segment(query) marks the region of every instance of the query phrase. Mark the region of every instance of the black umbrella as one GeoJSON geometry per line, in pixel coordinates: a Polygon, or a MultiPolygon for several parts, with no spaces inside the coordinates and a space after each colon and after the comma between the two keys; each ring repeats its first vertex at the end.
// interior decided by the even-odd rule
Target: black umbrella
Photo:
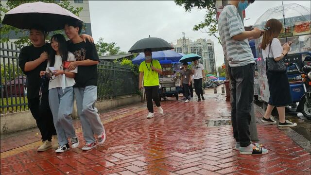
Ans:
{"type": "Polygon", "coordinates": [[[65,24],[73,19],[82,21],[58,4],[36,2],[24,3],[10,10],[5,13],[2,23],[20,29],[36,27],[51,32],[64,29],[65,24]]]}
{"type": "Polygon", "coordinates": [[[132,46],[129,52],[142,52],[145,49],[151,49],[152,52],[166,51],[174,49],[165,40],[157,37],[141,39],[132,46]]]}

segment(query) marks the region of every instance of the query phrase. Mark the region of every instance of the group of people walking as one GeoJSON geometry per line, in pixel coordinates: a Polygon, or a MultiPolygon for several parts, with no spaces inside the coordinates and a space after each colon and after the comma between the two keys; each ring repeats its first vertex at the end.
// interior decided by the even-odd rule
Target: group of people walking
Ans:
{"type": "Polygon", "coordinates": [[[86,142],[82,149],[91,149],[105,140],[95,107],[99,58],[95,45],[88,40],[92,38],[79,35],[82,25],[78,20],[68,22],[64,32],[69,40],[56,34],[51,44],[45,42],[44,29],[34,27],[29,34],[33,44],[23,47],[19,55],[19,67],[28,77],[29,107],[42,136],[38,151],[52,147],[56,153],[64,152],[70,147],[69,139],[71,147],[79,146],[70,116],[75,97],[86,142]]]}

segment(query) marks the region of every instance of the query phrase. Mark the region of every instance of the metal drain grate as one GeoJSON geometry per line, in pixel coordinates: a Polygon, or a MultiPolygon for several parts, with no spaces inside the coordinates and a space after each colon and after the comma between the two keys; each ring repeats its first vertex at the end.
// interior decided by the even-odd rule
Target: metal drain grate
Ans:
{"type": "Polygon", "coordinates": [[[207,127],[221,126],[231,125],[231,120],[218,120],[205,121],[207,127]]]}

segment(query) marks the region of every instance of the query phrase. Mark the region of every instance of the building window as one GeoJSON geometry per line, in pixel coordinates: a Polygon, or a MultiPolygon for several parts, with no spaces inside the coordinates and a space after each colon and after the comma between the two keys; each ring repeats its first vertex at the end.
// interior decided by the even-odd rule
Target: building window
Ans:
{"type": "Polygon", "coordinates": [[[74,3],[83,3],[83,0],[74,0],[74,3]]]}

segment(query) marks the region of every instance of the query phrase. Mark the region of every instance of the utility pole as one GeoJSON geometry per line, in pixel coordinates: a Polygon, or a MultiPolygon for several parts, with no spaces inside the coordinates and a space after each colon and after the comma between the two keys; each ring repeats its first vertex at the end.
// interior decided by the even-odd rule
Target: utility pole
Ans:
{"type": "Polygon", "coordinates": [[[188,47],[186,42],[186,36],[185,36],[185,32],[183,32],[183,49],[184,50],[184,53],[188,53],[188,47]]]}

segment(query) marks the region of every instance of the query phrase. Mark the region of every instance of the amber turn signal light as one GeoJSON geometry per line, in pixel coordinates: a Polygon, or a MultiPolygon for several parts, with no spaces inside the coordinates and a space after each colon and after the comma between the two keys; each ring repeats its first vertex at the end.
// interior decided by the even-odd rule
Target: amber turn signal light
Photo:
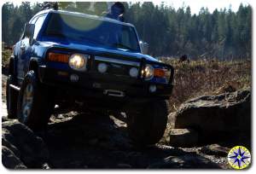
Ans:
{"type": "Polygon", "coordinates": [[[154,76],[158,78],[163,78],[166,76],[166,72],[163,69],[154,69],[154,76]]]}
{"type": "Polygon", "coordinates": [[[68,63],[69,55],[61,53],[49,53],[48,61],[68,63]]]}

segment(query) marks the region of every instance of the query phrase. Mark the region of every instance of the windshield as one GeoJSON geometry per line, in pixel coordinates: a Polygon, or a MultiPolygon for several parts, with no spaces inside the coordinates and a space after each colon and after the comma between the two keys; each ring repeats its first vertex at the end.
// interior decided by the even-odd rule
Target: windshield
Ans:
{"type": "Polygon", "coordinates": [[[52,14],[44,36],[139,52],[134,27],[63,14],[52,14]]]}

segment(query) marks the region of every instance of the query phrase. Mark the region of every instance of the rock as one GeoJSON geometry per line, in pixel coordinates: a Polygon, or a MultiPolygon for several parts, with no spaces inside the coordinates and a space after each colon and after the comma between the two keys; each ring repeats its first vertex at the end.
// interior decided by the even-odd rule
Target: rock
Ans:
{"type": "Polygon", "coordinates": [[[221,147],[218,144],[211,144],[201,148],[200,151],[209,155],[227,157],[230,148],[221,147]]]}
{"type": "Polygon", "coordinates": [[[249,133],[251,92],[241,90],[189,100],[176,113],[175,128],[194,128],[204,142],[224,139],[234,132],[249,133]]]}
{"type": "Polygon", "coordinates": [[[163,161],[150,165],[150,169],[165,169],[165,168],[220,168],[217,164],[203,156],[191,154],[183,156],[169,156],[163,161]]]}
{"type": "MultiPolygon", "coordinates": [[[[17,159],[22,161],[28,168],[42,168],[43,163],[48,160],[49,152],[42,138],[37,136],[28,127],[17,120],[6,121],[2,123],[2,151],[11,152],[17,159]]],[[[3,155],[9,154],[3,154],[3,155]]],[[[3,156],[6,161],[3,162],[6,167],[13,166],[9,165],[9,159],[11,157],[3,156]]]]}
{"type": "Polygon", "coordinates": [[[5,146],[2,146],[2,164],[8,169],[26,168],[20,159],[5,146]]]}
{"type": "Polygon", "coordinates": [[[118,164],[117,165],[117,168],[122,168],[122,169],[129,169],[129,168],[131,168],[131,165],[129,165],[129,164],[118,164]]]}
{"type": "Polygon", "coordinates": [[[3,116],[2,117],[2,123],[3,122],[5,122],[5,121],[8,121],[9,119],[8,119],[8,118],[6,117],[6,116],[3,116]]]}
{"type": "Polygon", "coordinates": [[[169,145],[195,147],[198,143],[198,132],[189,129],[172,129],[169,134],[169,145]]]}

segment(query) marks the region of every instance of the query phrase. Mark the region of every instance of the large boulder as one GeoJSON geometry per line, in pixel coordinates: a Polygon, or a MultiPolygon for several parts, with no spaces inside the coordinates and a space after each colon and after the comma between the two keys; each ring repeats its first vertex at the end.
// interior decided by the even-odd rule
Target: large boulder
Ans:
{"type": "Polygon", "coordinates": [[[2,162],[9,169],[42,168],[49,152],[42,138],[17,120],[2,123],[2,162]]]}
{"type": "Polygon", "coordinates": [[[176,129],[196,130],[204,142],[250,134],[251,92],[241,90],[189,100],[175,118],[176,129]]]}
{"type": "Polygon", "coordinates": [[[172,129],[167,142],[172,147],[194,147],[198,143],[198,132],[189,129],[172,129]]]}

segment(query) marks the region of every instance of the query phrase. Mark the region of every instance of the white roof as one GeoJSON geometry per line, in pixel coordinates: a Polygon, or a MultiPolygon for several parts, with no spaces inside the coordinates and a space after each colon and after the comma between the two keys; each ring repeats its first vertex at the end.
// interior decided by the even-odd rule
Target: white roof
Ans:
{"type": "MultiPolygon", "coordinates": [[[[71,11],[65,11],[65,10],[54,10],[54,9],[45,9],[38,12],[36,15],[43,14],[48,14],[48,13],[55,13],[55,14],[70,14],[70,15],[75,15],[75,16],[80,16],[80,17],[85,17],[85,18],[90,18],[90,19],[94,19],[94,20],[104,20],[104,21],[109,21],[113,23],[117,23],[120,25],[125,25],[125,26],[133,26],[132,24],[130,23],[125,23],[119,21],[118,20],[104,17],[104,16],[97,16],[97,15],[91,15],[88,14],[83,14],[83,13],[79,13],[79,12],[71,12],[71,11]]],[[[35,15],[35,16],[36,16],[35,15]]]]}

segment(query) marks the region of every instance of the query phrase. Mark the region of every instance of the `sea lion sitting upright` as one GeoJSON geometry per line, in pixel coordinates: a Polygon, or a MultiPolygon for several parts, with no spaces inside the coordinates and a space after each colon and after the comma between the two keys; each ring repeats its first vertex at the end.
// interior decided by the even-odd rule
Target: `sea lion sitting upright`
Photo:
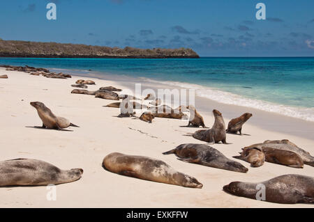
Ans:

_Your task:_ Gather every line of the data above that contains the string "Target". Case counts.

_Written reply:_
Target: black umbrella
Target: group of people walking
Target: metal drain grate
Target: building window
Target: utility pole
Target: amber turn signal light
Target: windshield
Target: rock
Target: large boulder
Target: white roof
Target: `sea lion sitting upright`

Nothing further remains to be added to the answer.